#### Work required
Reproduce word for word the lines from the one that contains "like x=409 y=42." through the one that contains "x=208 y=109", including both of those lines.

#### Material for this task
┌────────
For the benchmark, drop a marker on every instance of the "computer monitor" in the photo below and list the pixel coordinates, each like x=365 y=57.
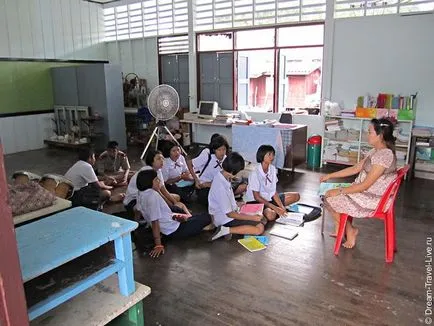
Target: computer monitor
└────────
┌────────
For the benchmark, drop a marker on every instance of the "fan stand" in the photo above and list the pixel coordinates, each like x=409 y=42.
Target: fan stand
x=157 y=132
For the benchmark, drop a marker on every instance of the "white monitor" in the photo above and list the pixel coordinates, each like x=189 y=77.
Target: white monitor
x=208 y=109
└────────
#### Correct result
For the benchmark, drop a marker on every instance of the "fan stand" in the photo above and list the pixel coordinates, each like x=409 y=42.
Target: fan stand
x=157 y=132
For the benchmark, drop a marker on every instance of the "white monitor" in the photo above and list the pixel coordinates, each like x=189 y=77.
Target: white monitor
x=208 y=109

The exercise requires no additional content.